Problem set
(A) Revise the player profiles by writing out the part starting at "Judge is a solid" and ending at "in 115 games.", with "free-throw line" changed to "foul line".
(B) Answer these from the player profiles:
(i) What was Luke Hancock's 3-point percentage in 2012-13?
(ii) For which school did DeAndre Kane play three seasons before Iowa State?
(iii) At which school did Travis Wear start his college career?

Passage given
_____

For his career, he averaged 16.2 points, 2.8 rebounds, 4.4 assists and 1.4 steals in 64 games.

2 of 6. Luke Hancock, F, 6-6, 200, Louisville

Although Hancock doesn't do anything at an extremely high level, he does have the ability to take and make big shots. He spent two seasons playing for George Mason before transferring to Louisville and becoming a huge contributor for the 2013 national champions. He has nice touch from the outside and has developed a very nice 3-point game. Although his percentage was down from behind the arc in 2013-14 (34.5 compared with 39.9 in 2012-13), he showed very good form and decent range. As a senior, he averaged 12.3 points, 2.6 rebounds, 2.2 assists and a steal a game.

For his career, he averaged 9.7 points, 3.2 rebounds, 2.6 assists and one steal in 141 games.

3 of 6. Wally Judge, F, 6-9, 250, Rutgers

Judge is a solid interior presence who wasn't called on to do much on the offensive end of the floor during his four seasons split between Kansas State and Rutgers. When he does get touches, he can finish around the rim but lacks polish when he steps away from the bucket. One big weakness is from the free-throw line where he shot just 52 percent for his college career. His most productive season came in 2013-14 when he averaged 7.5 points, 6.2 rebounds and 1.1 blocks a game.

For his career, he averaged 5.8 points and 4.7 rebounds in 115 games.

4 of 6. DeAndre Kane, G, 6-4, 200, Iowa State

Kane is a fantastic all-around player who can fill up a stat sheet as good as any other college player. After spending three seasons playing for Marshall, he spent his senior year with the Cyclones and played a huge role in their success. He showed significant improvement with his perimeter game during his only season in Ames, Iowa, as he upped his percentage from 24.8 to 39.8 from beyond the arc. He is also a great passer and an impressive rebounder from the guard spot. His most productive season came in 2013-14 when he averaged 17.1 points, 6.8 rebounds, 5.9 assists and 1.2 steals.

For his career, he averaged 16 points, 5.6 rebounds, 4.9 assists and 1.3 steals in 132 games.

5 of 6. Travis Wear, F, 6-10, 230, UCLA

Although Wear has really nice touch from the outside for a big man, he saw a significant drop in his minutes and production his senior season because of the mass amount of talent surrounding him at UCLA. He started his college career at North Carolina, but transferred to UCLA after getting limited minutes on the floor during his freshman campaign. His best season with the Bruins came as a sophomore in 2011-12 when he averaged 11.5 points on 53.3 percent shooting to go along with 5.9 rebounds and 1.2 blocks.

For his career, he averaged 8.2 points and 4.1 rebounds in 128 games.

_____

(Items from a data source)
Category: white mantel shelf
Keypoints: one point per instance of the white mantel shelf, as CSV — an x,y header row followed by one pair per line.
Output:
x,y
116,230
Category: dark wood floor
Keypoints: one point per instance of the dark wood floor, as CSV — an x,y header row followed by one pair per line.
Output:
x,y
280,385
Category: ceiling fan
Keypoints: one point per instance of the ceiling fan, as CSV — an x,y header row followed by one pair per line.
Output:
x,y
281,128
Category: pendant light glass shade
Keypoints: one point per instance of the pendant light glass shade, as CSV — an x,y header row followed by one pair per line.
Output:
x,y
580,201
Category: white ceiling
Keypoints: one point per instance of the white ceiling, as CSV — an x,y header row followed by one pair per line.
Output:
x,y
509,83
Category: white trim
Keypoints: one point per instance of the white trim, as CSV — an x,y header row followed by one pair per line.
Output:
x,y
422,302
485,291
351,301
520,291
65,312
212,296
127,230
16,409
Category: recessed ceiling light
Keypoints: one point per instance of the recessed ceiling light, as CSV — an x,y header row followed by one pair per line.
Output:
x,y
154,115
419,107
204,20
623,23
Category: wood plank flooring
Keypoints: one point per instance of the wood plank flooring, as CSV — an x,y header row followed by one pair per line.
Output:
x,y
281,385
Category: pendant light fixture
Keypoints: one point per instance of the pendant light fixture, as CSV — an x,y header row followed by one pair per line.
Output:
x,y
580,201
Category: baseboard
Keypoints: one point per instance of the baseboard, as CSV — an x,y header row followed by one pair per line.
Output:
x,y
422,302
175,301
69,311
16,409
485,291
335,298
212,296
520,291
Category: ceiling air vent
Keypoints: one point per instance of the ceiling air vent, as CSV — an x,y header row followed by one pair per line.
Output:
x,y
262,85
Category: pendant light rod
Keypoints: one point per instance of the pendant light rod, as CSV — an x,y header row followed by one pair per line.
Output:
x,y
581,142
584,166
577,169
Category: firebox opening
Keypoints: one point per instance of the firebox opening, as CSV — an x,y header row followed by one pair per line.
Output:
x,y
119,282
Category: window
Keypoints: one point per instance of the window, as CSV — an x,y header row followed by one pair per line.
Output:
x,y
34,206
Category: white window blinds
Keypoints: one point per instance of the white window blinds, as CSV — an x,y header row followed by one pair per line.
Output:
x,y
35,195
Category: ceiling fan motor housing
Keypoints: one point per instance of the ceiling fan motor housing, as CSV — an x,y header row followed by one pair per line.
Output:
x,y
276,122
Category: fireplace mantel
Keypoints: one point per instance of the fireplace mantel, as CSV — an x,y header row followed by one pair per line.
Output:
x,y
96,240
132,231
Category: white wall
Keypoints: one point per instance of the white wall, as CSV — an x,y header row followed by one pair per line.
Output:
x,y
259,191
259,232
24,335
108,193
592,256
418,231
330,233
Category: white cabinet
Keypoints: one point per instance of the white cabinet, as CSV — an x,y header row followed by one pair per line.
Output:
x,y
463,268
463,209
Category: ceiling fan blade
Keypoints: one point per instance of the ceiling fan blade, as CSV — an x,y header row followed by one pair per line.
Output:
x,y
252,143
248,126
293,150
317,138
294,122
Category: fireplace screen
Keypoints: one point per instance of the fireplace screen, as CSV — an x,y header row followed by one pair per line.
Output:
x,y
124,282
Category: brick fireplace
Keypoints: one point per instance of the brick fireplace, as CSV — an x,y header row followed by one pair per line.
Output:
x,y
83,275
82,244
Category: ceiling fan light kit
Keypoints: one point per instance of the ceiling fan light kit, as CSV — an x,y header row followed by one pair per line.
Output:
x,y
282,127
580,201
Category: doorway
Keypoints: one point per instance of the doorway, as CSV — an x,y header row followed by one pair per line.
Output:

_____

Response list
(A)
Judge is a solid interior presence who wasn't called on to do much on the offensive end of the floor during his four seasons split between Kansas State and Rutgers. When he does get touches, he can finish around the rim but lacks polish when he steps away from the bucket. One big weakness is from the foul line where he shot just 52 percent for his college career. His most productive season came in 2013-14 when he averaged 7.5 points, 6.2 rebounds and 1.1 blocks a game.

For his career, he averaged 5.8 points and 4.7 rebounds in 115 games.

(B)
(i) 39.9 percent
(ii) Marshall
(iii) North Carolina